Making it work: Their advice
Anne Long, Greater Charitable Foundation:When funding medical research, the project outcomes often take longer to see than with other types of projects. Funders need to be flexible, understanding and willing to work with the partner organisation to adapt to changed circumstances.
Open, honest communication about progress and possibilities is key to the success of funding medical research initiatives.
Even when medical research ‘fails’, so to speak, researchers learn from trial and error, and these unsuccessful studies ultimately lead to new discoveries and new pathways. A wrong turn can take them on a whole new direction, and a myriad of different outcomes! Medical research has a vast impact; you are able to help individuals achieve their potential, you are able to share in breakthroughs and witness real change, and you can then watch this change as it has a lasting impact on people’s lives.
The Greater employees also have a great engagement with HMRI. We have several employees registered on the HMRI Research Register, giving their assistance to various research projects being undertaken. Employees also participate in HMRI fundraisers, public seminars and open days.
Sally Castle, HMRI: Taking the time to truly listen to your donors’ wishes is vital to securing major funding – understanding their motivation to give, and finding ways to help them solve that problem. We really like to understand what our donors are looking for in their investment, and work closely with major donors and researchers to create a relationship that suits both.
One of HMRI’s key advantages is that we represent 1400 researchers working across more than 50 different health research areas. This means we can help donors to become involved in most health areas that interest them, and enable them to help improve the health of the community.
We know that the research process often can be quite slow, but donors and philanthropists want to see action quickly. We’ve found that an explanation of the nature of research from the outset is very important. Also, having a great spokesperson from the research team to talk to donors and explain their work goes a long way. Creating a bond between the donor and researcher helps to create an understanding about the motivations for supporting research.
Most importantly, and it seems so simple, if you want someone to donate, you need to ask! There are many people and companies that share and want to support your mission, but you have to invite them to be a part of it.
Key research highlights of the relationship:
– Key funding for the TASTE Trial – an international multi-centre study looking at new clot-busting drug therapy for stroke. The study has already shown two-thirds of stroke patients treated with the drug Tenecteplase demonstrated major neurological improvement and experienced excellent or good recovery after their stroke. With the Foundation’s backing for the initial Phase-II trial, the stroke team was able to secure $4 million in NHMRC funding last year to expand the clinical study. The trial has already achieved significant treatment benefits for acute stroke victims, and will soon involve 20 stroke centres around Australia and 50 world-wide.
– Dr Darren Shafren’s research has demonstrated the effectiveness of a common cold virus as a potential treatment to kill cancer cells. The biotech company Viralytics was later formed to commercialise the development of the treatment. A Phase-II clinical trial is currently underway in the US with late-stage melanoma patients, while a separate trial is assessing the multiple intravenous dosing of the drug in patients with tumours including prostate, lung and metastatic bladder cancers.

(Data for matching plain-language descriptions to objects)
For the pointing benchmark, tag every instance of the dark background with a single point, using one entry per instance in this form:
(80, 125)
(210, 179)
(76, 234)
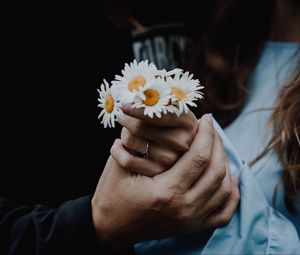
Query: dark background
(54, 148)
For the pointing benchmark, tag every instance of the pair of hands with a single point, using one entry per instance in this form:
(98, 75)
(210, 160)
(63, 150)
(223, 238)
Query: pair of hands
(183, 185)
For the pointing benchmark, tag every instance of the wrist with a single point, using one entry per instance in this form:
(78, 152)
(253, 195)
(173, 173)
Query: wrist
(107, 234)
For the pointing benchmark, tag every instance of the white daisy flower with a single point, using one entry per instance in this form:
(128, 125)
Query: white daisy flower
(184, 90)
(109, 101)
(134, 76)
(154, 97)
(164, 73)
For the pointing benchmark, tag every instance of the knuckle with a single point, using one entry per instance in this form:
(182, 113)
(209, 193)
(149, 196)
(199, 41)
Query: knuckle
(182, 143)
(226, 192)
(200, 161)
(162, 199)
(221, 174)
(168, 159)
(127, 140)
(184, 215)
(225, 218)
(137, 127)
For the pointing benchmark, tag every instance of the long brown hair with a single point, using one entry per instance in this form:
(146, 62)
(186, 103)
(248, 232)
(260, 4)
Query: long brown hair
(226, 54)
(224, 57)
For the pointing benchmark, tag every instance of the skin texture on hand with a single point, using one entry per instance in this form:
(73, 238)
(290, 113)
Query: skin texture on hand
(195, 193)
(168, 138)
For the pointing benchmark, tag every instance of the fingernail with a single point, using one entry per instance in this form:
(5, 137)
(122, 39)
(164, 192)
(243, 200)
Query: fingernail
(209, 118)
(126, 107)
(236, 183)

...

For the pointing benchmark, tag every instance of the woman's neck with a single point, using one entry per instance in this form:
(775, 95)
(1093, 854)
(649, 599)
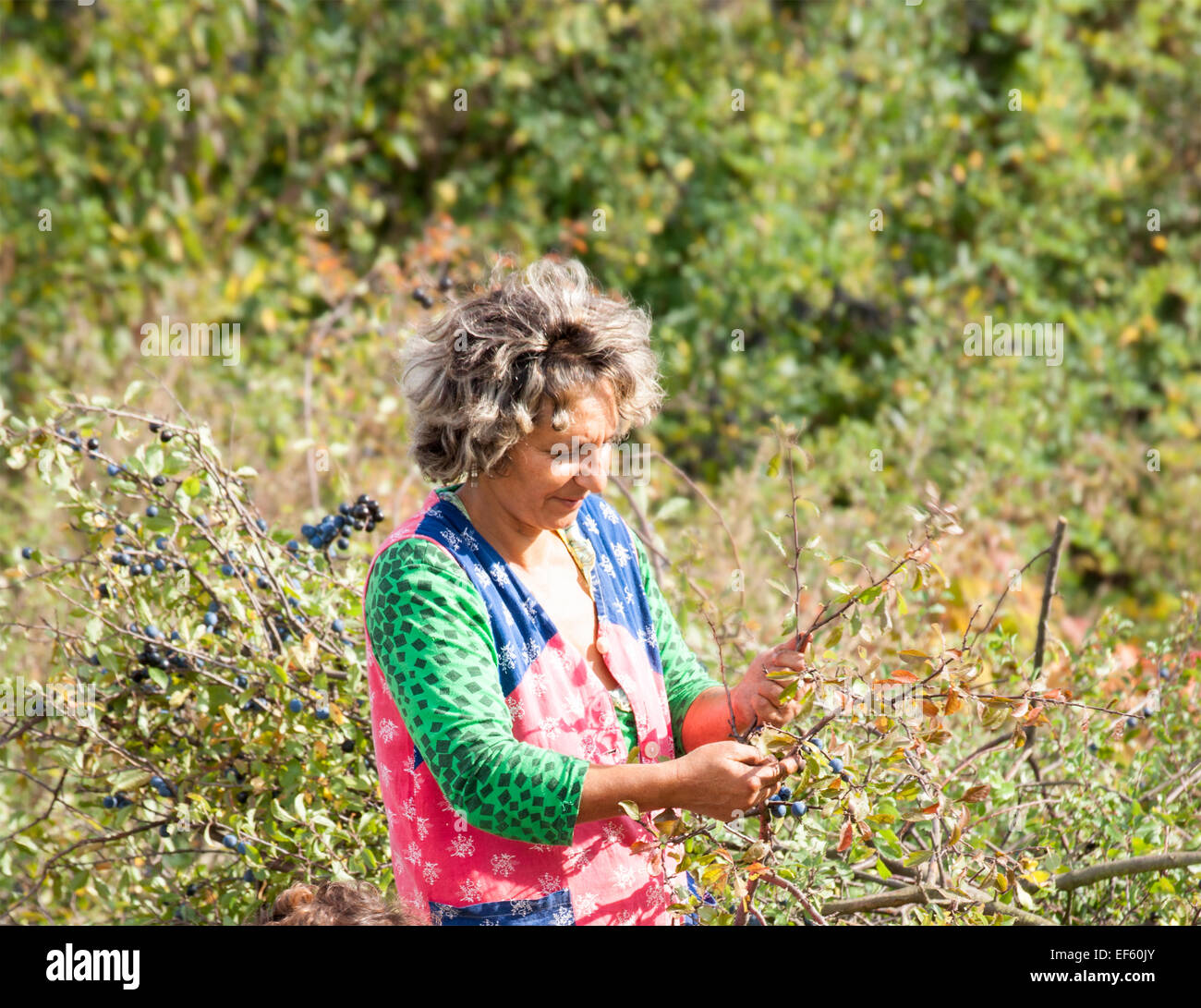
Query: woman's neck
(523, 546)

§ **To do**
1. Return the section of the medical research funding text starting with "One of HMRI’s" and going on through "for supporting research.".
2. According to the medical research funding text, why can HMRI help donors take part in most health areas that interest them?
The rows play no part in these tasks.

§ **Exercise solutions**
1.
One of HMRI’s key advantages is that we represent 1400 researchers working across more than 50 different health research areas. This means we can help donors to become involved in most health areas that interest them, and enable them to help improve the health of the community.
We know that the research process often can be quite slow, but donors and philanthropists want to see action quickly. We’ve found that an explanation of the nature of research from the outset is very important. Also, having a great spokesperson from the research team to talk to donors and explain their work goes a long way. Creating a bond between the donor and researcher helps to create an understanding about the motivations for supporting research.

2. HMRI represents 1400 researchers working across more than 50 different health research areas. Because of this, donors can get involved in most health areas that interest them and help improve the health of the community.